- Opening Delimiter -

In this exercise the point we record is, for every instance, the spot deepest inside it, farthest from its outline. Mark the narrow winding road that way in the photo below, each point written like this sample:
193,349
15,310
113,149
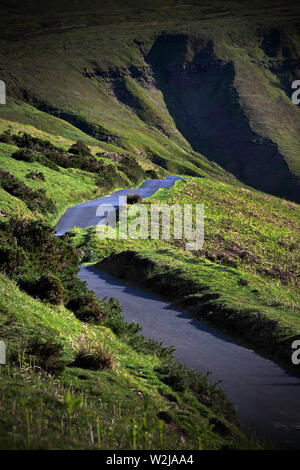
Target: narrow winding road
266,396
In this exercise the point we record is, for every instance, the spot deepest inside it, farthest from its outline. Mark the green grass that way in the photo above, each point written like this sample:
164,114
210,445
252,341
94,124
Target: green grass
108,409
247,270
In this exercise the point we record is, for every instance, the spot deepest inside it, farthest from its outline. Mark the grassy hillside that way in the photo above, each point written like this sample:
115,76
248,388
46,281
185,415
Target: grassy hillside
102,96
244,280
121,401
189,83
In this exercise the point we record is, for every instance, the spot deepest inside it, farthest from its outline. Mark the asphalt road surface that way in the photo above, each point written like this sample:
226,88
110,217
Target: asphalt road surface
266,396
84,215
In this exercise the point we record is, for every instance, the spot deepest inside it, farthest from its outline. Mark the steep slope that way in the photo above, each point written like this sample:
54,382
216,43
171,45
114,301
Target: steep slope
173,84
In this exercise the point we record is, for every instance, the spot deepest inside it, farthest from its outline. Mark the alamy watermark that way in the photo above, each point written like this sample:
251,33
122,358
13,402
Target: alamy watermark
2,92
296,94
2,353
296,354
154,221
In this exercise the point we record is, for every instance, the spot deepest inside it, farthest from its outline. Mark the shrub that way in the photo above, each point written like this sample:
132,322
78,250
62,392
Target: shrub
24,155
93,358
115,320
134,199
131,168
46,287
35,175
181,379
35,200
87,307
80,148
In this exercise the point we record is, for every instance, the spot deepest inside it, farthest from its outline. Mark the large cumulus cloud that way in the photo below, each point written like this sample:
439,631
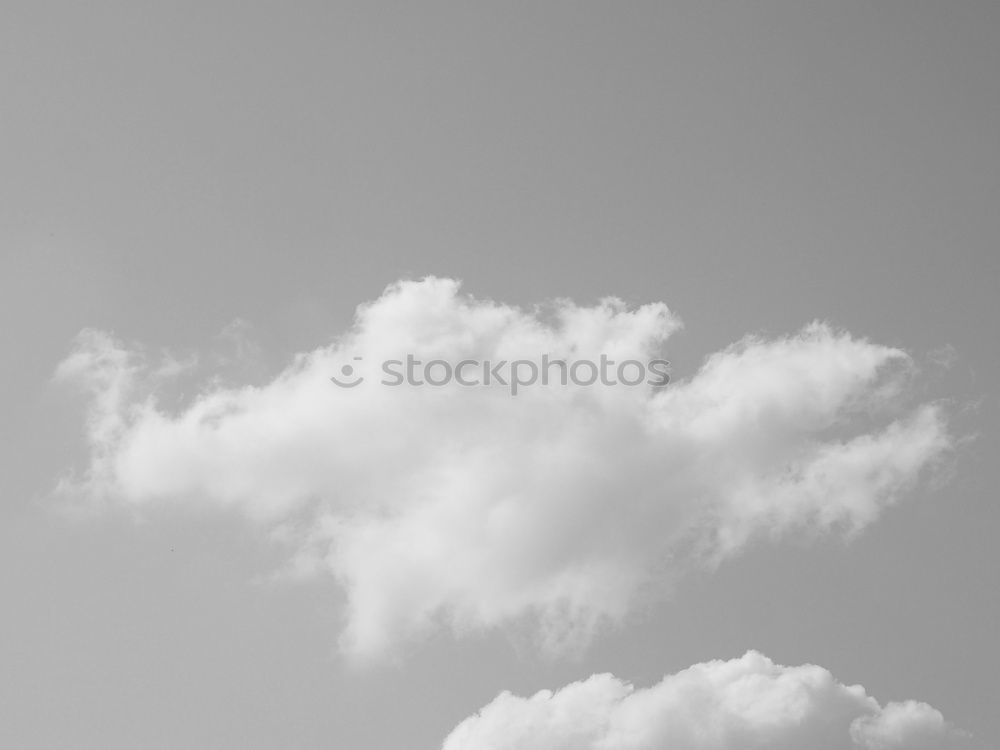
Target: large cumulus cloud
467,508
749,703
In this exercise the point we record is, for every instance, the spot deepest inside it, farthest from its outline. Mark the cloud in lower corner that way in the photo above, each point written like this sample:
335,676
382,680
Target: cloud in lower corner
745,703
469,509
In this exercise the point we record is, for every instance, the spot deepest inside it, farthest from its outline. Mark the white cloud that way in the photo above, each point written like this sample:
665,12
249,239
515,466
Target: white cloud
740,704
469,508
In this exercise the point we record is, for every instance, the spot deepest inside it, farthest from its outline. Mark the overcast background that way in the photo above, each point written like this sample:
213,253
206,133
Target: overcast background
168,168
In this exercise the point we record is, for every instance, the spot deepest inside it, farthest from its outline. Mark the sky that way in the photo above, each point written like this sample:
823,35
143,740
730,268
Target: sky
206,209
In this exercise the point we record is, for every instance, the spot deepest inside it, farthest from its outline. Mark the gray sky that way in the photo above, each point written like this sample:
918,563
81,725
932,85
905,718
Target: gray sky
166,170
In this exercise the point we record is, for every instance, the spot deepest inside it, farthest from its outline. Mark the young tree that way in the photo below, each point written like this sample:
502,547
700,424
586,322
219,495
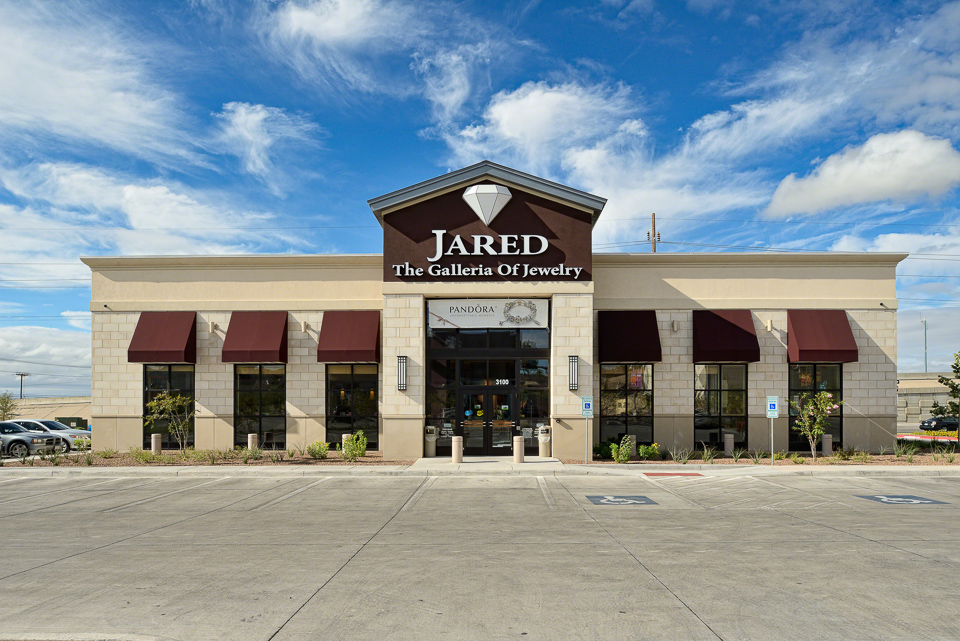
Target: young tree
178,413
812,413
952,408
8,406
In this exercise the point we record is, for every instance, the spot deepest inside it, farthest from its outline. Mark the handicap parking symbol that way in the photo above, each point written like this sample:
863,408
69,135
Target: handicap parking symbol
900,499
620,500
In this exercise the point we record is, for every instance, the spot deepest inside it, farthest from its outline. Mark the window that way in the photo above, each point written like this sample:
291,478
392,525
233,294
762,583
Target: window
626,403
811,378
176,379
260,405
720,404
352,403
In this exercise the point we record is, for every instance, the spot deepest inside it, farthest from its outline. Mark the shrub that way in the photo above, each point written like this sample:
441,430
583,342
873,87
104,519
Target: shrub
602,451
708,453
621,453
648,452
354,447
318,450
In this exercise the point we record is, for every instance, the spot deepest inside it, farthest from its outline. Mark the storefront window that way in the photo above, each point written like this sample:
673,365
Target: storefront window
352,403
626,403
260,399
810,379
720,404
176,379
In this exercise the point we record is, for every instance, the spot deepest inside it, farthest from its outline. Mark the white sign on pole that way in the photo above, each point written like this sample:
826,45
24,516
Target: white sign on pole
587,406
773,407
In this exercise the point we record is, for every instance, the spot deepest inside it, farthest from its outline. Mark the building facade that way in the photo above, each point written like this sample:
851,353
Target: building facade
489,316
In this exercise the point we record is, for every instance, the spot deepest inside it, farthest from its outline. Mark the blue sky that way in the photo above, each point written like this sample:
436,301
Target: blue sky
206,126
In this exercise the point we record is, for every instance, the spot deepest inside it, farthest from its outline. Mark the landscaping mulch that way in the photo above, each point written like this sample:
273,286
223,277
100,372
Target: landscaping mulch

- Closing Delimiter -

= REQUIRED WORK =
Where the material contains a line with "mulch", return that line.

= RESULT OF THIS TASK =
In this exercise the point we record is, for every instance, the spot deepest inside it, farthest from its outline. Mark the landscaping mulch that way in the photo above, each point written like this sample:
Target: landscaping mulch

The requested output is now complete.